● **Excerpt provided**:
<<<<

What impact do toxic phrases about food have on young people?

Yassin said: “Children don’t have the ability to understand abstract phrases and conversations about food, many of which reinforce the message that people are judged by the size of their bodies and what they do – or do not – put into them.

“We tend to make decisions based on how we think we might be judged at that moment. For example, if we go for a second helping of Christmas pudding, we might think that other people will judge us as glutinous, lazy, or greedy – the messaging that comes from the social perception of having a larger body. Our course of action might then be to restrict or limit what we eat, or to punish ourselves after eating it.

“The messages we hear from an early age, up until about 30, play a really important part in how we view ourselves and others. It’s really important that parents use appropriate and clear messaging and do not leave children guessing what they mean, because quite often children will guess incorrectly and fill in the gaps themselves.”

The problem with the word “treat”

“One problematic word that tends to be used a lot around food at Christmas is ‘treat’. The problem with using the word ‘treat’ is that it suggests food is symbolic of some kind of reward that has to be earned,” says Yassin.

>>>>

● **Exercise directions**: Continue the piece on how food talk affects young people, picking up right after its last sentence about the word "treat."

(Natural-language object grounding records)
<<<<

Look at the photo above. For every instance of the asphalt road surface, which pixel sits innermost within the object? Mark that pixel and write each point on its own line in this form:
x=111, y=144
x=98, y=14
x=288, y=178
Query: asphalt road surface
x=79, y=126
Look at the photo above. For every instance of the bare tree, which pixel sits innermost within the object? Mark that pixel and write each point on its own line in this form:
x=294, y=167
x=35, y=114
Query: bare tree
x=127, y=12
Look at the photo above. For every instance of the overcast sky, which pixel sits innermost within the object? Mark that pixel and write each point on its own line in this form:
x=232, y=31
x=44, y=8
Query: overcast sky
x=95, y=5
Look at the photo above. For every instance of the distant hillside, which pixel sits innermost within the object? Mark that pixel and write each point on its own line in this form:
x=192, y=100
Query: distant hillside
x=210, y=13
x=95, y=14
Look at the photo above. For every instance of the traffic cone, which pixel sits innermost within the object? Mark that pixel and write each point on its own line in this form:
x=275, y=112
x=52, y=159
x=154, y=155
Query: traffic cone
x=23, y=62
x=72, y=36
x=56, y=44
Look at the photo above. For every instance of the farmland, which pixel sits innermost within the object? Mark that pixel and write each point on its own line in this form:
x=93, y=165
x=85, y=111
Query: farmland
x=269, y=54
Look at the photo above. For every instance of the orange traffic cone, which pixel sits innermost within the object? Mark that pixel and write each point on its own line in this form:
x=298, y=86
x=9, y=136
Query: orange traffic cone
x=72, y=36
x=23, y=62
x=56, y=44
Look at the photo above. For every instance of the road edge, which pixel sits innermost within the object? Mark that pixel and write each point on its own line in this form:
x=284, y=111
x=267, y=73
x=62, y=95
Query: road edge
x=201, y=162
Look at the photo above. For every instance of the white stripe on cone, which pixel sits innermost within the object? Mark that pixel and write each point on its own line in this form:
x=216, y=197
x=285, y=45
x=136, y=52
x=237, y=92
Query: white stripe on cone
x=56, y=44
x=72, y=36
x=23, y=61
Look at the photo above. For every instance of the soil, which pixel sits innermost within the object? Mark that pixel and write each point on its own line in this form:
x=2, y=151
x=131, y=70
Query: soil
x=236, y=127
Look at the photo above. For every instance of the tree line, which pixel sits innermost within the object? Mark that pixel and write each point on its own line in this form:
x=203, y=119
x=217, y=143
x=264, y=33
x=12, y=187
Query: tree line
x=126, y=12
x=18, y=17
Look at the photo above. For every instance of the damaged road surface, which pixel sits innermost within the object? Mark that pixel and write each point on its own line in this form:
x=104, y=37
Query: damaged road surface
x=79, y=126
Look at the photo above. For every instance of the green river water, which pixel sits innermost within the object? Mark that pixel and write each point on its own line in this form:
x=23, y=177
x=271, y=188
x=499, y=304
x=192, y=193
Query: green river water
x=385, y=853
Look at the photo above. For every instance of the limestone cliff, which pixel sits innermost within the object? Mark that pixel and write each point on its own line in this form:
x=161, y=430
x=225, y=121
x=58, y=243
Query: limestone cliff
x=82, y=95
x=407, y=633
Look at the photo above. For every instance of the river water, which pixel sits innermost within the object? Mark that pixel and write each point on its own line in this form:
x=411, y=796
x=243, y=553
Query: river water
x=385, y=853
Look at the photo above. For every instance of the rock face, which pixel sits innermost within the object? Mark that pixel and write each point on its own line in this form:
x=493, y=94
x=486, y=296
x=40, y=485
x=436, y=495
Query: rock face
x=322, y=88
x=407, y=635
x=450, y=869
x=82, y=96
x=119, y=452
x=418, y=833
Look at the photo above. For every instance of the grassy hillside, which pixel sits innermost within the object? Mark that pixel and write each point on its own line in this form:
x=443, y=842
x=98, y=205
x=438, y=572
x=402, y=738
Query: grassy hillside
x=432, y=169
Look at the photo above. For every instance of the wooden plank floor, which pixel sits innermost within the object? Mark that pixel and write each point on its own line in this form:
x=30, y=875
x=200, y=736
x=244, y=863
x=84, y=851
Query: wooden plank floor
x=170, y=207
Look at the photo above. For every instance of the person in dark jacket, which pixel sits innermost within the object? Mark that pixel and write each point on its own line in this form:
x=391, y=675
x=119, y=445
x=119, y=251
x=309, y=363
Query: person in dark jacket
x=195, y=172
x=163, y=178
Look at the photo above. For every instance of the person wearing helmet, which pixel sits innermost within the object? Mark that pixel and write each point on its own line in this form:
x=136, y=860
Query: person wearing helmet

>>>>

● **Final answer**:
Yassin continues: “Children might get a few edible ‘treats’ in a Christmas stocking, only to have these ‘treats’ taken away from them and hidden in the cupboard. The message the child hears is that these treats come with a rulebook that dictates how many, and when they can be eaten.

“Instead of giving more and having to restrict foods, my suggestion is to only give what your family feels comfortable with in the first place. For example, if it’s not okay in your family for children to have more than two chocolates a day, don’t give them 20 in a stocking. It’s essential that you feel comfortable and confident, that your parenting is not being challenged and compromised, and the child feels there is consistency.”